Work required
Reproduce each of the following entries verbatim, line by line, without any alteration.

Records for this task
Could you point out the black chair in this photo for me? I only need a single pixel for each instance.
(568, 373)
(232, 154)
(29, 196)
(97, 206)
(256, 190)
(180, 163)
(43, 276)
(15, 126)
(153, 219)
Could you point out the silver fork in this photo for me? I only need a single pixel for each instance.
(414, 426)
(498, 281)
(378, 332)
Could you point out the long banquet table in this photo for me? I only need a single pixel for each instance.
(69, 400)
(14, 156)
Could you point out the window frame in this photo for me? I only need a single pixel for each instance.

Problem solution
Could you point out the black chair in this photo for me? I only need a single pixel for each instance.
(568, 373)
(232, 154)
(29, 196)
(97, 206)
(256, 190)
(180, 163)
(43, 276)
(15, 126)
(153, 219)
Could you point out the silver fork in this photo for me? I only need a single pixel for each instance.
(414, 426)
(498, 281)
(378, 332)
Could you point out the long banquet table in this photo for me? I only need a single pixel for each instance.
(69, 400)
(14, 156)
Could you point out the window frame in this photo for me? I only need a single pixel for each instance.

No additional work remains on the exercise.